## Aim of the exercise
Beginning with the line that contains "stainless steel microwave.", copy each subsequent line of the data below through the last one, including both ends but not the pictures.

## Exercise materials
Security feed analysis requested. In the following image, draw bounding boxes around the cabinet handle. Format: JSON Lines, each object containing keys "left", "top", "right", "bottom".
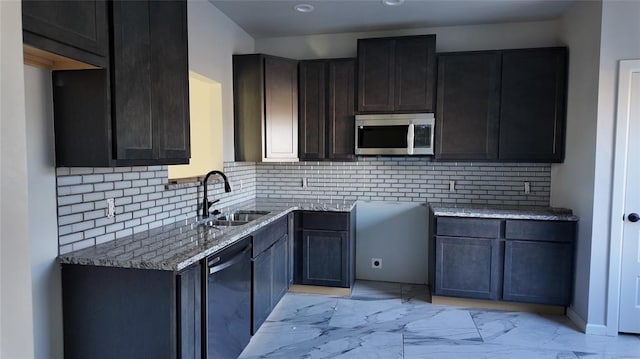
{"left": 208, "top": 244, "right": 252, "bottom": 275}
{"left": 628, "top": 213, "right": 640, "bottom": 223}
{"left": 406, "top": 123, "right": 414, "bottom": 155}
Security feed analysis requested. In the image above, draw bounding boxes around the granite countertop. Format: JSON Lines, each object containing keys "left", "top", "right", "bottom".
{"left": 430, "top": 204, "right": 579, "bottom": 221}
{"left": 58, "top": 198, "right": 356, "bottom": 272}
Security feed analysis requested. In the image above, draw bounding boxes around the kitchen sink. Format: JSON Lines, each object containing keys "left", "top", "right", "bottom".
{"left": 217, "top": 210, "right": 270, "bottom": 222}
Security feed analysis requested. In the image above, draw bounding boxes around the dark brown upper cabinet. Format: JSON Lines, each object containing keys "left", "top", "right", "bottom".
{"left": 435, "top": 47, "right": 567, "bottom": 163}
{"left": 52, "top": 0, "right": 190, "bottom": 167}
{"left": 499, "top": 47, "right": 567, "bottom": 162}
{"left": 22, "top": 0, "right": 109, "bottom": 67}
{"left": 299, "top": 59, "right": 356, "bottom": 161}
{"left": 234, "top": 54, "right": 299, "bottom": 162}
{"left": 436, "top": 51, "right": 501, "bottom": 160}
{"left": 357, "top": 35, "right": 436, "bottom": 114}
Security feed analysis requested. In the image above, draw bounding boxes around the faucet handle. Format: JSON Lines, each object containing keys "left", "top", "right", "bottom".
{"left": 201, "top": 198, "right": 220, "bottom": 212}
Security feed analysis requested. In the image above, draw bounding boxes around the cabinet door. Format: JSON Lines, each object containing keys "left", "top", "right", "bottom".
{"left": 176, "top": 264, "right": 201, "bottom": 359}
{"left": 111, "top": 1, "right": 154, "bottom": 160}
{"left": 434, "top": 236, "right": 503, "bottom": 300}
{"left": 302, "top": 230, "right": 349, "bottom": 287}
{"left": 357, "top": 38, "right": 395, "bottom": 113}
{"left": 328, "top": 59, "right": 356, "bottom": 161}
{"left": 265, "top": 56, "right": 298, "bottom": 161}
{"left": 22, "top": 0, "right": 108, "bottom": 66}
{"left": 149, "top": 0, "right": 190, "bottom": 162}
{"left": 503, "top": 240, "right": 573, "bottom": 305}
{"left": 436, "top": 52, "right": 501, "bottom": 160}
{"left": 499, "top": 48, "right": 567, "bottom": 162}
{"left": 394, "top": 36, "right": 436, "bottom": 112}
{"left": 272, "top": 235, "right": 289, "bottom": 306}
{"left": 299, "top": 61, "right": 327, "bottom": 160}
{"left": 252, "top": 250, "right": 272, "bottom": 334}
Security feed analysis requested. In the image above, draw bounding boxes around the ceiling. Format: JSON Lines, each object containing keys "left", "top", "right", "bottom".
{"left": 209, "top": 0, "right": 576, "bottom": 39}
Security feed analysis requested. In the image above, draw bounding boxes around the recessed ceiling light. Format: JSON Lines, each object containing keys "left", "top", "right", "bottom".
{"left": 294, "top": 4, "right": 314, "bottom": 13}
{"left": 382, "top": 0, "right": 404, "bottom": 6}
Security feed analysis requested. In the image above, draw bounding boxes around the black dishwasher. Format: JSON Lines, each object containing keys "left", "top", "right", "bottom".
{"left": 205, "top": 236, "right": 252, "bottom": 359}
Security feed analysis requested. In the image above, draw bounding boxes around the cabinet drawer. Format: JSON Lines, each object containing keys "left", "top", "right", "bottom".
{"left": 505, "top": 220, "right": 575, "bottom": 242}
{"left": 301, "top": 211, "right": 349, "bottom": 231}
{"left": 253, "top": 217, "right": 287, "bottom": 257}
{"left": 436, "top": 217, "right": 501, "bottom": 238}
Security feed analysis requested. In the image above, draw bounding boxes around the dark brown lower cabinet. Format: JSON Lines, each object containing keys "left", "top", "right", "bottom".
{"left": 302, "top": 229, "right": 349, "bottom": 287}
{"left": 62, "top": 263, "right": 201, "bottom": 359}
{"left": 295, "top": 210, "right": 356, "bottom": 288}
{"left": 503, "top": 239, "right": 573, "bottom": 305}
{"left": 251, "top": 217, "right": 289, "bottom": 334}
{"left": 434, "top": 236, "right": 503, "bottom": 300}
{"left": 431, "top": 214, "right": 576, "bottom": 306}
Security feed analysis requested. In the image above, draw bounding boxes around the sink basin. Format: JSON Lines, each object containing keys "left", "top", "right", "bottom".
{"left": 202, "top": 219, "right": 249, "bottom": 228}
{"left": 218, "top": 210, "right": 270, "bottom": 222}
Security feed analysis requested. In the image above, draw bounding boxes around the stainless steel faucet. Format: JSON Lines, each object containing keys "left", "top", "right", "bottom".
{"left": 201, "top": 170, "right": 231, "bottom": 219}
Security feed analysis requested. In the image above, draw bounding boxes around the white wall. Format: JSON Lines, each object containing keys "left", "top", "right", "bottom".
{"left": 0, "top": 1, "right": 36, "bottom": 357}
{"left": 255, "top": 19, "right": 561, "bottom": 59}
{"left": 187, "top": 0, "right": 254, "bottom": 162}
{"left": 356, "top": 202, "right": 428, "bottom": 284}
{"left": 589, "top": 0, "right": 640, "bottom": 334}
{"left": 552, "top": 0, "right": 602, "bottom": 330}
{"left": 25, "top": 65, "right": 63, "bottom": 359}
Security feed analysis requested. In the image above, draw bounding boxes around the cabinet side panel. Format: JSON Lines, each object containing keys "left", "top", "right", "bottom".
{"left": 52, "top": 69, "right": 111, "bottom": 166}
{"left": 62, "top": 265, "right": 175, "bottom": 359}
{"left": 22, "top": 0, "right": 108, "bottom": 66}
{"left": 233, "top": 55, "right": 264, "bottom": 162}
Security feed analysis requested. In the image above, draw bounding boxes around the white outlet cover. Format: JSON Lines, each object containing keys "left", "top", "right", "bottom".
{"left": 106, "top": 198, "right": 115, "bottom": 218}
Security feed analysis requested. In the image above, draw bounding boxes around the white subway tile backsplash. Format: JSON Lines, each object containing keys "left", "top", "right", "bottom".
{"left": 56, "top": 159, "right": 548, "bottom": 252}
{"left": 122, "top": 172, "right": 140, "bottom": 180}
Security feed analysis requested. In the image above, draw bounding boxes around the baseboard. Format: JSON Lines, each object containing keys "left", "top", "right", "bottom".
{"left": 289, "top": 284, "right": 351, "bottom": 297}
{"left": 566, "top": 307, "right": 608, "bottom": 335}
{"left": 585, "top": 323, "right": 608, "bottom": 336}
{"left": 566, "top": 307, "right": 586, "bottom": 332}
{"left": 431, "top": 296, "right": 565, "bottom": 315}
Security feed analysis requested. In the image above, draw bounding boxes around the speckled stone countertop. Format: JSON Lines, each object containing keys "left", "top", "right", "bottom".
{"left": 430, "top": 204, "right": 579, "bottom": 221}
{"left": 58, "top": 198, "right": 356, "bottom": 272}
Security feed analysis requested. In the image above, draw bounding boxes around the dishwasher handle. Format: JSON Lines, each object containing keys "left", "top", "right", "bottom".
{"left": 208, "top": 244, "right": 252, "bottom": 275}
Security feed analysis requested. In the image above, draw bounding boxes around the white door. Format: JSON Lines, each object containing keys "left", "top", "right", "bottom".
{"left": 619, "top": 66, "right": 640, "bottom": 334}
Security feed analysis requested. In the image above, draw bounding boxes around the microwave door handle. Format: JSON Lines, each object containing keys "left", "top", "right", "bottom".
{"left": 407, "top": 123, "right": 415, "bottom": 155}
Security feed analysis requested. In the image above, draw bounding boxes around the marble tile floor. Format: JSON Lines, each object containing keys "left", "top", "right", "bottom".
{"left": 239, "top": 280, "right": 640, "bottom": 359}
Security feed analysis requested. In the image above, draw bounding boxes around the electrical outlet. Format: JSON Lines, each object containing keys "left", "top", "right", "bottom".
{"left": 524, "top": 182, "right": 531, "bottom": 194}
{"left": 106, "top": 198, "right": 115, "bottom": 218}
{"left": 449, "top": 180, "right": 456, "bottom": 192}
{"left": 371, "top": 258, "right": 382, "bottom": 269}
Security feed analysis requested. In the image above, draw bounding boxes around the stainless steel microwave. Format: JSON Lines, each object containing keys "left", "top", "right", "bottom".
{"left": 355, "top": 113, "right": 435, "bottom": 155}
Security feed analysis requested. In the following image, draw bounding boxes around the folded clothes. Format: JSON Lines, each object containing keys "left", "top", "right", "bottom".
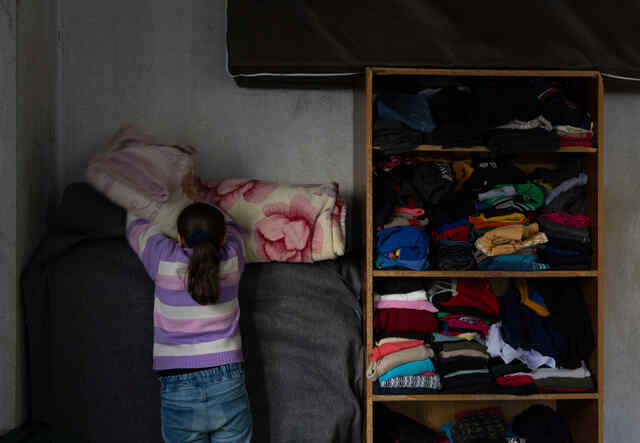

## Response to the exercise
Security feed analysis requested. In the image above, draw bounding boxes around the stainless steel microwave. Format: JSON Lines, each object containing keys "left", "top", "right", "bottom".
{"left": 355, "top": 113, "right": 435, "bottom": 155}
Security feed analysis requested. In the following image, draw bounding boxes around the folded clothes. Format: JSON Lines, each object containing keys "left", "top", "right", "bottom".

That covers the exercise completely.